● **What needs to be done**: Everything in the entries except the pictures should be repeated exactly.

________

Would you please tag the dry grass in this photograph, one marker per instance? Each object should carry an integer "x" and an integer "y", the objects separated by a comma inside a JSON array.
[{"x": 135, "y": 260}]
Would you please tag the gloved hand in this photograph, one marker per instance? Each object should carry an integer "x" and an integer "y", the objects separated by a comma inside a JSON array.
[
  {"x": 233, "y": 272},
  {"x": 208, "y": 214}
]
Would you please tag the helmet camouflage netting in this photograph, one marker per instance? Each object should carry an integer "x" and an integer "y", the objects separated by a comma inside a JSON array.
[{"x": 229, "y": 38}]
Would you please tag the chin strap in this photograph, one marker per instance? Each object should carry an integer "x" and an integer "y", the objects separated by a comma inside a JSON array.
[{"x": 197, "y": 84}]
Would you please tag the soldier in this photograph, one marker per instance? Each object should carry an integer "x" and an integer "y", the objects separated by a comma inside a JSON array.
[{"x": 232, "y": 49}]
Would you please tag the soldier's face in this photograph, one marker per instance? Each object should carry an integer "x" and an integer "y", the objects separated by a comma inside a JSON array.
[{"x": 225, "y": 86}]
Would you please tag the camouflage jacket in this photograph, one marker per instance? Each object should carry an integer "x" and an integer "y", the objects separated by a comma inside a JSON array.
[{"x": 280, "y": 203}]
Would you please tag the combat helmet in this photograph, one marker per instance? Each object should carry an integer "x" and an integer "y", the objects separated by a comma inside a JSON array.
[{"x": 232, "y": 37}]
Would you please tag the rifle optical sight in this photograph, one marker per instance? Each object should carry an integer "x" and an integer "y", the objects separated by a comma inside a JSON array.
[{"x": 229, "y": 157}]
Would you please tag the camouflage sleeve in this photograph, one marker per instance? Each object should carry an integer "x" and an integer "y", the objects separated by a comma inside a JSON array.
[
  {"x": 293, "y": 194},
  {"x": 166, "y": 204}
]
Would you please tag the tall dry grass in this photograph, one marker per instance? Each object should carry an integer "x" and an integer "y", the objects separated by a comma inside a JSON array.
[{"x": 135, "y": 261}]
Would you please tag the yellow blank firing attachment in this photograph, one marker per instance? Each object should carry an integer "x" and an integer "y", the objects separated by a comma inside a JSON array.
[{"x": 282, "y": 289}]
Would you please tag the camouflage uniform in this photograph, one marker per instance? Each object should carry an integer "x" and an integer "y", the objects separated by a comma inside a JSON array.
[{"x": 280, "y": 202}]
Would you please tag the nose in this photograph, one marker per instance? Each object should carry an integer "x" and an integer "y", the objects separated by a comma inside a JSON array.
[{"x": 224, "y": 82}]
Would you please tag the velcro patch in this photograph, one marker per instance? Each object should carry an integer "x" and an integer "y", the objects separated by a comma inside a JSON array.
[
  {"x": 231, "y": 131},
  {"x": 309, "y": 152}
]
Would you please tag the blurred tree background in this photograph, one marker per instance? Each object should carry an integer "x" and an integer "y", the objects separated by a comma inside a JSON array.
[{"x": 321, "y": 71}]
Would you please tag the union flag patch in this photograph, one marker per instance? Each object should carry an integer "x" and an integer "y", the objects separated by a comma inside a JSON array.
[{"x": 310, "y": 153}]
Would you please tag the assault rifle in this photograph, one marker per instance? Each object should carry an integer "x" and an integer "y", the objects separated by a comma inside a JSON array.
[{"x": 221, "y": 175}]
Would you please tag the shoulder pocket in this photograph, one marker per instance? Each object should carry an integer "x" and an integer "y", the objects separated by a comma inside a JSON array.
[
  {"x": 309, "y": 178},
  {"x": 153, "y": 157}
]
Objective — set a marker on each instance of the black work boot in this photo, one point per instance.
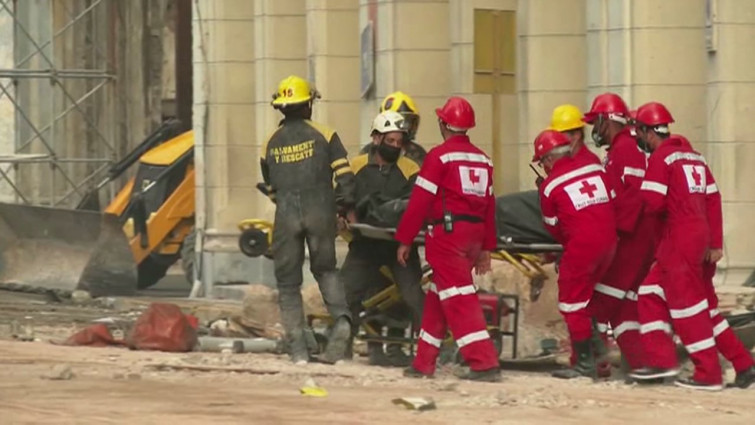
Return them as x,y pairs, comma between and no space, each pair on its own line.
340,336
690,383
394,352
488,375
653,373
745,378
585,364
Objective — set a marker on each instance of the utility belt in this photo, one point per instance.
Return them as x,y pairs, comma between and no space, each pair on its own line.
449,219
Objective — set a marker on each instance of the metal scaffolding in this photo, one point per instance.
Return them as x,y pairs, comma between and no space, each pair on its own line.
61,87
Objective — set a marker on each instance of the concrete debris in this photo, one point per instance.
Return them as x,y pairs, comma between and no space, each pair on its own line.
21,332
80,297
416,403
450,386
238,345
60,372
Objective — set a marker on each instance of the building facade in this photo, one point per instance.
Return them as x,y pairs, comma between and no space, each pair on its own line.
514,60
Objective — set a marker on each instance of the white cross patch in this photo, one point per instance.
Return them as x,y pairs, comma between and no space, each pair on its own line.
695,175
474,180
586,192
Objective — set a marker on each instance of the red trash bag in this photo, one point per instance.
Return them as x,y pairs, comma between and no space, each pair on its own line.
163,327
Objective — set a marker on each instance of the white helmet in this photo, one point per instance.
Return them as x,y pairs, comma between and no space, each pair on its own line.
388,121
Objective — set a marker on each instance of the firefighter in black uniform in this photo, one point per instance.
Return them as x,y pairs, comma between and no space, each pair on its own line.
383,174
299,162
403,104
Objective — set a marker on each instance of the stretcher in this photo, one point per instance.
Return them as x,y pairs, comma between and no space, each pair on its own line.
501,310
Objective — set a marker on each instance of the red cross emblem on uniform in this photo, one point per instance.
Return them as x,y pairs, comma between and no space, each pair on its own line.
697,176
588,189
473,176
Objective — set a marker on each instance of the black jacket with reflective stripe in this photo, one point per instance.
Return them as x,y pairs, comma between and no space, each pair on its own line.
382,183
302,155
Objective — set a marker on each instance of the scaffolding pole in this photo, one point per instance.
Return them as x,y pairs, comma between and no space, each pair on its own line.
59,88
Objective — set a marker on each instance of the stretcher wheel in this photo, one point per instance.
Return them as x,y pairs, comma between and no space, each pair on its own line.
253,242
536,287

________

● **Result below**:
Would you please tag the dry grass in this photograph, one marker per instance? Each object should carry an integer "x" and an integer "y", the objects separated by a comma inside a JSON array.
[{"x": 135, "y": 260}]
Would you please tag the gloved hand in this photograph, one marker per instance? Each object should carry an integer "x" and an integer "y", the objects separated by a comma inside a JSON array.
[
  {"x": 233, "y": 272},
  {"x": 208, "y": 214}
]
Would you please tag the helmet camouflage netting in this photograph, one marker per instance? Each object should carry an integer "x" and an integer "y", the objects separated by a comma inside a JSON array.
[{"x": 229, "y": 38}]
Would you please tag the chin strap in this photograph, one marker per instance? Each object should carry an integer "x" and an integer "y", the objects separated by a comma inside a JSON array.
[{"x": 197, "y": 84}]
Would you please tag the soldier in this photograph, one marker per instance? Each object should carry an integer "x" and an integer "y", the objects separated by a comma inside a JSON array.
[{"x": 232, "y": 49}]
Would you please tag the soldier's face in this photograph, one marker per instance? Each object should carry an integer "x" and an integer "y", the objects separated by a comma inside a JSON array.
[{"x": 225, "y": 86}]
Would you please tag the camouflage jacket in this photograph, one marker per instance? Each object should carry an integer "x" and an integer "y", the objects separated by a comma inside a JSON array.
[{"x": 280, "y": 203}]
Would you please tag the combat helmet in this photograph, one marker per instance? Each object should carry an integer "x" and an integer "y", the objects separated by a comma inside a JSON array.
[{"x": 232, "y": 37}]
Would you please tag the rifle optical sight in this photograph, one marker per instance? Each object should carry an integer "x" and an integer "y", the objects separated by a comma inside a JSON array.
[{"x": 229, "y": 157}]
Would you please tag the camouflage sleeve in this photograph, one marker per instance? Each object should carry an integer "x" and an integer "y", the objects separated by a comma inside a JSON array.
[
  {"x": 293, "y": 194},
  {"x": 166, "y": 204}
]
Would you please tag the tall dry grass in this photograph, one marker per instance? Each object should carry an integer "x" and an integer "y", the objects separated by a comma inside a JSON array.
[{"x": 135, "y": 261}]
Would you please tag the yellow blank firing attachment in this photograph, one marker per instance? Each object should carry an integer "x" and an integer "y", the objects separated by a comma inside a JSON array.
[{"x": 282, "y": 289}]
Would you please tag the camouflage uniform in this photograph, one marker per instance? Each object should carry an integer "x" and an integer "y", the objects separated by a comma inside a JSON array.
[{"x": 280, "y": 202}]
Would you please tag the nose in this photograph, one marker per instance? Each object should carry an integer "x" and an integer "y", the objects separated by a comma inside a JSON array.
[{"x": 224, "y": 82}]
Would you please tag the velcro patch in this photograph, one marker per instance? Each object should carry an integer "x" and an integer "y", the objects separated by a comma inside a JSON array.
[
  {"x": 231, "y": 131},
  {"x": 309, "y": 152}
]
Would you please tag the blurred tree background in this photograph, one marker per instance? Each object should carry an integer "x" and an integer "y", the objects separated by a comma inside a JSON array.
[{"x": 321, "y": 71}]
Would you please tag the union flag patch in this photograph, one marker per instance? Each object should carry an integer "x" and an integer "y", the objects separated by a comma inside a JSON array.
[{"x": 310, "y": 153}]
Would you please tag the assault rifle in this photograph, one marker per instance? Each object should carry an integer "x" and an integer "y", the objects separated by a comma inside a JSON array.
[{"x": 221, "y": 175}]
Would you please tag the shoulder pocket in this photograph, one marker per instance? Each object should carry an integer "x" and an integer "y", the objects separated by a comma inside a JSON array.
[
  {"x": 309, "y": 178},
  {"x": 153, "y": 157}
]
Objective — set a marker on each instance of the black work boot in this photo, one point per instance.
Return them as x,y pairs, comma between and no space, each pair on its own line.
340,336
690,383
394,352
488,375
653,373
745,378
585,364
Objective — set a marker on each instance of the utility belt in this photo, one point per instance.
Return them as x,y pairs, comma between and no space, each pair on its own line.
449,219
Objective — set a marker on each instance of the metal scaffolding in this photo, one point per instance.
Return them as x,y pairs, comma between and no space, each pair on its own line.
61,87
Objective — set a marker on each instance of the concrete debris in this photo, one point per instance.
Return them as x,y pairs, comma between and no space, each pair on its own line.
21,332
80,297
416,403
450,386
238,345
60,372
Objective — set a marker on each instance of the building facade in this photo, one point per instance.
Return them as x,y pairs, comma between and no space, each pair on its own line.
514,60
Objective — set a marker on each instance of the white cross patch in this photo, one point per instance.
Return them as x,y pairs, comma between and no space, each pair on its own line.
695,175
474,180
586,192
Objective — set a marker on each instance of the red trash bag in this photo, one point per instance.
Return them as x,y pairs, comma between and no space, each pair on its own line.
163,327
Objective — set a marker on each instance of the white helmet in this photo, one point per instance.
Return them as x,y pairs, comma between and no space, each pair on its own line.
388,121
Objective — set a marker on each instance of the firefighter in black uniform in this photo, one point per instance.
Return them as x,y pairs, comma between and no space, each pair on its own line.
383,174
299,162
403,104
Objective — set a marker on each instance of the stretcher in this photo, one point per instance.
Return them as x,y pairs, comma between and no space, each pair on its own line.
501,310
Objective — set a marker on each instance of the red cross emblem on uniform in this photo, one point per instance.
Return them as x,y pairs, comma between and no space, each pair on its own line.
697,176
588,189
473,176
Objective — set a marker on each instance of the black jacket with reflective stripe in this photo, one point per instance.
Return them as x,y pairs, comma between and no space, each pair on its own line.
382,183
302,155
Objective — set a marker on each instance of the scaffolding pole in this photo, one point per instance.
Return them as x,y pairs, comma between and no space, each pair on its own line.
59,88
Objective — set a marker on each instance of the stretcher wheel in this photo, one point per instance.
Return them as x,y pairs, comma between and no space, each pair on its own line.
253,242
536,287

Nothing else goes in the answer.